[MATERIAL TO PROCESS Boundary: Start]

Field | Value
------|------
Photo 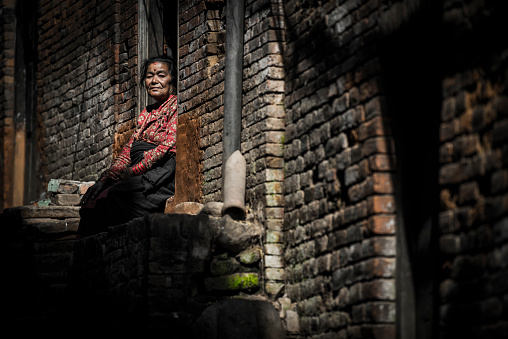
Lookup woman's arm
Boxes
[97,109,149,181]
[132,98,177,174]
[131,117,176,174]
[98,135,134,181]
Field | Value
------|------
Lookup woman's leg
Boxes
[76,187,111,238]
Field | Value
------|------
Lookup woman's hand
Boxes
[80,181,107,206]
[119,167,134,180]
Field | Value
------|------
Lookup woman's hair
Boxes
[139,54,176,89]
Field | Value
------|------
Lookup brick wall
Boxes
[438,68,508,336]
[282,0,508,338]
[283,1,397,337]
[437,0,508,336]
[37,0,138,182]
[243,0,286,297]
[1,0,507,337]
[178,0,287,298]
[176,0,224,205]
[178,0,224,204]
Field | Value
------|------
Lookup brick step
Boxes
[1,178,88,236]
[41,178,94,207]
[6,205,80,219]
[22,217,79,234]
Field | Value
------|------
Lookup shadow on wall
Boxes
[379,4,443,339]
[378,1,508,338]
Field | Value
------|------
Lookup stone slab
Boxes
[174,202,204,215]
[5,206,80,219]
[22,218,80,233]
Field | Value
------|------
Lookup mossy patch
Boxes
[205,273,259,291]
[227,273,259,290]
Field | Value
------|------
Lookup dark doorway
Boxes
[138,0,178,109]
[163,1,178,63]
[380,9,443,339]
[15,0,41,205]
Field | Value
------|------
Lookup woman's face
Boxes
[145,62,172,103]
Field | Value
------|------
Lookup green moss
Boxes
[227,273,259,290]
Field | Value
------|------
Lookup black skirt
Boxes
[77,141,175,237]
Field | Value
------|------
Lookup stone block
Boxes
[239,246,261,264]
[210,256,242,276]
[265,243,283,255]
[54,194,81,206]
[266,281,284,296]
[215,214,264,253]
[286,309,300,334]
[266,229,283,243]
[47,179,87,194]
[174,202,204,215]
[266,268,285,281]
[199,201,223,217]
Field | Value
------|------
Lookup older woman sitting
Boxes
[77,55,177,238]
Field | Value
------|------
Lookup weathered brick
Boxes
[361,237,396,258]
[358,116,391,141]
[491,169,508,194]
[265,255,285,268]
[367,195,396,214]
[439,162,464,184]
[440,119,459,142]
[369,154,396,171]
[440,234,463,254]
[363,137,395,156]
[364,96,384,119]
[442,96,456,121]
[373,173,394,193]
[266,267,285,280]
[458,181,480,204]
[362,279,396,301]
[367,215,395,235]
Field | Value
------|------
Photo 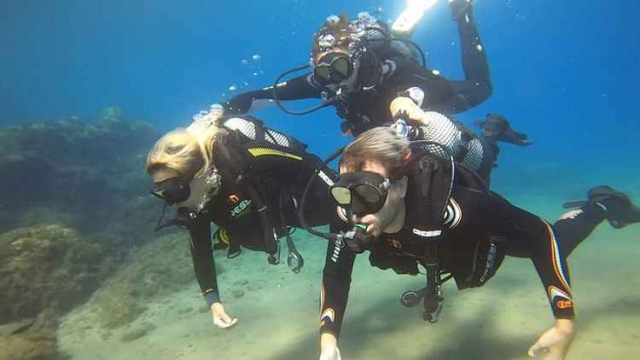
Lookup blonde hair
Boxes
[340,127,411,179]
[145,118,221,181]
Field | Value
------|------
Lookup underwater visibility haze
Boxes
[0,0,639,359]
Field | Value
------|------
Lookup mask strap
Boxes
[154,203,169,232]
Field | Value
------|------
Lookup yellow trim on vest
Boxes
[248,148,302,161]
[218,229,230,245]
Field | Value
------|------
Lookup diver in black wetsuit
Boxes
[219,1,504,137]
[146,112,336,329]
[315,127,640,360]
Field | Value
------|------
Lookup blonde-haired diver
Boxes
[146,108,337,329]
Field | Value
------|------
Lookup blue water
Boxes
[2,1,640,359]
[2,0,638,165]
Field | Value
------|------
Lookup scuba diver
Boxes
[145,109,337,329]
[315,127,640,360]
[218,1,524,139]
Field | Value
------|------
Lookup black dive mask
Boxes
[151,178,191,206]
[314,53,354,85]
[330,171,392,217]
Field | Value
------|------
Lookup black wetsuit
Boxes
[319,157,606,338]
[178,117,337,306]
[222,10,491,136]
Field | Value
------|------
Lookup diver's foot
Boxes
[476,113,533,147]
[448,0,473,21]
[564,186,640,228]
[588,186,640,228]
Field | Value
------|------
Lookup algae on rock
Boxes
[0,310,59,360]
[0,224,118,325]
[0,108,158,234]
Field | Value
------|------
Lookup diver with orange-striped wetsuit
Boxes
[314,127,640,360]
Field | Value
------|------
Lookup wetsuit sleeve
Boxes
[320,222,357,339]
[388,56,458,114]
[187,215,222,307]
[221,74,323,115]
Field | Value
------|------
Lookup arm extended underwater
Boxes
[221,72,323,115]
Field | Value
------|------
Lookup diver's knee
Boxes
[479,82,493,103]
[467,82,492,107]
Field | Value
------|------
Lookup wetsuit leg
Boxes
[451,186,575,318]
[449,4,492,112]
[474,134,498,185]
[552,203,606,257]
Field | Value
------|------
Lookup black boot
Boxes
[448,0,473,21]
[476,113,533,147]
[564,186,640,229]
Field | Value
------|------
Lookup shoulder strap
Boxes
[404,151,454,241]
[213,121,282,256]
[212,129,247,185]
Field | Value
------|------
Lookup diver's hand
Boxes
[320,333,342,360]
[210,302,238,329]
[390,97,425,123]
[359,214,382,238]
[527,319,574,360]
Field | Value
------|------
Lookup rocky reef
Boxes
[0,224,119,325]
[0,108,185,359]
[0,311,59,360]
[0,107,159,234]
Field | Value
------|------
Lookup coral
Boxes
[93,233,194,329]
[0,224,118,325]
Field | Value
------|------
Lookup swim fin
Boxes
[475,113,534,147]
[563,186,640,229]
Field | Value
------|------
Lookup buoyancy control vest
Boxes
[207,116,309,256]
[369,149,505,289]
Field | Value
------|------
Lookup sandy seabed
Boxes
[58,193,640,360]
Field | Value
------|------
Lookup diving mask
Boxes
[330,171,392,217]
[151,177,191,205]
[314,53,354,85]
[151,166,221,210]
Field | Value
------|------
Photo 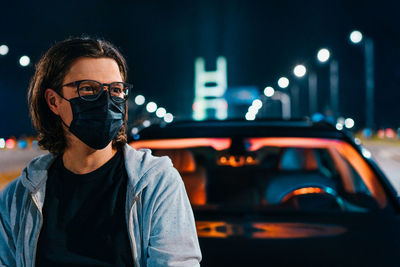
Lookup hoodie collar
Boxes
[23,144,171,196]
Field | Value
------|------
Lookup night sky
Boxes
[1,0,400,138]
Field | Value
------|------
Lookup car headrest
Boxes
[279,148,318,171]
[153,149,196,173]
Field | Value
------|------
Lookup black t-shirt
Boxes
[36,151,134,267]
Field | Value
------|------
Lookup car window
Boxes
[134,137,389,212]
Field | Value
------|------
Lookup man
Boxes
[0,37,201,266]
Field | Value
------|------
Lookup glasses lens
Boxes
[110,82,129,100]
[78,80,103,100]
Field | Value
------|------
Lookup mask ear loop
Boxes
[53,90,71,129]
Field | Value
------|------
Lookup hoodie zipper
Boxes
[31,193,43,267]
[128,195,140,267]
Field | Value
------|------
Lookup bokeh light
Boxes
[350,30,363,44]
[19,55,30,67]
[317,48,330,63]
[0,45,9,56]
[264,86,275,97]
[293,65,306,78]
[278,77,289,88]
[164,113,173,123]
[146,102,157,113]
[156,107,167,118]
[135,95,145,105]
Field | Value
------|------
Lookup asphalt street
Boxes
[363,142,400,195]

[MATERIAL TO PROCESS Boundary: End]

== ACTIVITY ==
Every entry above is to be set down exactly; the pictures are to be left out.

== RESPONSE TO THE EXERCISE ==
Field | Value
------|------
Photo 
Lookup woman's arm
Boxes
[97,109,149,181]
[132,98,177,174]
[131,117,176,174]
[98,135,134,181]
Field | Value
------|------
Lookup woman's leg
Boxes
[76,187,111,238]
Field | Value
------|------
Lookup woman's hand
Boxes
[80,181,107,206]
[119,167,134,180]
Field | Value
------|------
Lookup woman's hair
Boxes
[139,54,176,89]
Field | Value
------|------
Lookup brick wall
Boxes
[438,68,508,336]
[282,0,508,338]
[283,1,397,337]
[437,0,508,336]
[37,0,138,182]
[243,0,286,297]
[1,0,507,337]
[178,0,287,298]
[176,0,224,205]
[178,0,224,204]
Field | Value
------|------
Lookup brick step
Boxes
[1,178,88,236]
[41,178,94,207]
[6,205,80,219]
[22,217,79,234]
Field | Value
------|------
Lookup shadow on wall
Boxes
[379,4,443,339]
[378,1,508,338]
Field | Value
------|------
Lookup stone slab
Boxes
[174,202,204,215]
[5,206,80,219]
[22,218,80,233]
Field | Value
------|------
Lookup mossy patch
Boxes
[205,273,259,291]
[227,273,259,290]
Field | Value
------|------
Lookup dark doorway
Boxes
[138,0,178,109]
[163,1,178,63]
[380,9,443,339]
[15,0,41,205]
Field | Value
------|------
Lookup woman's face
Boxes
[145,62,172,103]
Field | Value
------|------
Lookup green moss
Boxes
[227,273,259,290]
Field | Value
------|------
Lookup black skirt
Boxes
[77,141,175,237]
Field | Value
------|------
Lookup stone block
Boxes
[239,246,261,264]
[210,256,242,276]
[265,243,283,255]
[54,194,81,206]
[266,281,284,296]
[215,214,264,253]
[286,309,300,334]
[266,229,283,243]
[47,179,87,194]
[174,202,204,215]
[266,268,285,281]
[199,201,223,217]
Field | Value
------|------
Lookup older woman sitting
Boxes
[77,55,177,238]
Field | Value
------|------
Lookup weathered brick
Boxes
[361,237,396,258]
[358,116,391,141]
[491,169,508,194]
[265,255,285,268]
[367,195,396,214]
[439,162,464,184]
[440,119,459,142]
[369,154,396,171]
[440,234,463,254]
[363,137,395,156]
[364,96,384,119]
[442,96,456,121]
[373,173,394,193]
[266,267,285,280]
[458,181,480,204]
[362,279,396,301]
[367,215,395,235]
Field | Value
------|------
Photo 
Lookup blonde hair
Boxes
[340,127,411,179]
[145,118,221,181]
Field | Value
------|------
Lookup underwater visibility haze
Boxes
[0,0,639,359]
Field | Value
------|------
Lookup mask strap
Boxes
[154,203,169,232]
Field | Value
------|------
Lookup yellow trim on vest
Boxes
[248,148,302,161]
[218,229,230,245]
Field | Value
------|------
Lookup diver in black wetsuit
Boxes
[219,1,504,137]
[146,112,336,329]
[315,127,640,360]
Field | Value
------|------
Lookup blonde-haired diver
Boxes
[146,108,337,329]
Field | Value
------|------
Lookup blue water
Boxes
[2,1,640,359]
[2,0,638,165]
Field | Value
------|------
Lookup scuba diver
Boxes
[145,109,337,329]
[315,127,640,360]
[218,1,524,139]
Field | Value
------|------
Lookup black dive mask
Boxes
[151,178,191,206]
[314,53,354,85]
[330,171,392,217]
Field | Value
------|------
Lookup black wetsuit
Boxes
[319,157,606,338]
[178,117,337,306]
[222,10,491,136]
Field | Value
------|------
Lookup diver's foot
Boxes
[476,113,533,147]
[448,0,473,21]
[564,186,640,228]
[588,186,640,228]
Field | Value
------|------
Lookup algae on rock
Boxes
[0,310,59,360]
[0,224,118,325]
[0,108,158,234]
Field | Value
------|------
Lookup diver with orange-striped wetsuit
Boxes
[314,127,640,360]
Field | Value
------|------
Lookup wetsuit sleeve
Boxes
[320,222,357,339]
[388,56,458,114]
[187,215,222,307]
[221,74,323,115]
Field | Value
------|------
Lookup arm extended underwater
Boxes
[221,72,323,115]
Field | Value
------|------
Lookup diver's knee
Boxes
[479,82,493,103]
[467,82,492,107]
Field | Value
------|------
Lookup wetsuit leg
Boxes
[451,186,575,318]
[449,4,492,112]
[474,134,498,185]
[552,203,606,257]
Field | Value
------|------
Lookup black boot
Boxes
[448,0,473,21]
[476,113,533,147]
[564,186,640,229]
Field | Value
------|------
Lookup shoulder strap
Boxes
[404,151,454,241]
[213,121,282,256]
[212,129,247,185]
Field | Value
------|------
Lookup diver's hand
Boxes
[320,333,342,360]
[210,302,238,329]
[390,97,425,123]
[359,214,382,238]
[527,319,574,360]
Field | Value
------|------
Lookup rocky reef
Boxes
[0,224,119,325]
[0,108,185,359]
[0,311,59,360]
[0,107,159,234]
Field | Value
------|------
Lookup coral
Boxes
[93,233,194,329]
[0,224,118,325]
Field | Value
------|------
Lookup swim fin
Boxes
[475,113,534,147]
[563,186,640,229]
Field | Value
------|------
Lookup buoyancy control vest
Boxes
[207,116,309,256]
[369,149,505,289]
Field | Value
------|------
Lookup sandy seabed
Boxes
[58,193,640,360]
Field | Value
------|------
Lookup diving mask
Boxes
[330,171,392,217]
[151,177,191,205]
[314,53,354,85]
[151,166,221,210]
Field | Value
------|------
Photo 
Lookup hoodie collar
Boxes
[23,144,171,196]
Field | Value
------|------
Lookup night sky
Boxes
[1,0,400,138]
Field | Value
------|------
Lookup car headrest
Boxes
[279,148,318,171]
[153,149,196,173]
Field | Value
------|------
Lookup black t-shirt
Boxes
[36,151,134,267]
Field | Value
------|------
Lookup car window
Boxes
[134,137,389,212]
Field | Value
------|------
Lookup man
Boxes
[0,37,201,266]
Field | Value
------|------
Lookup glasses lens
Boxes
[110,82,129,100]
[78,80,103,100]
Field | Value
------|------
Lookup mask ear loop
Boxes
[53,90,71,129]
Field | Value
------|------
Lookup hoodie zipper
Boxes
[31,193,43,267]
[128,195,140,267]
Field | Value
------|------
Lookup bokeh light
Boxes
[350,30,363,44]
[19,55,30,67]
[317,48,330,63]
[0,45,9,56]
[264,86,275,97]
[293,65,306,78]
[278,77,289,88]
[164,113,173,123]
[146,102,157,113]
[156,107,167,118]
[135,95,145,105]
Field | Value
------|------
Lookup asphalt street
Boxes
[363,142,400,195]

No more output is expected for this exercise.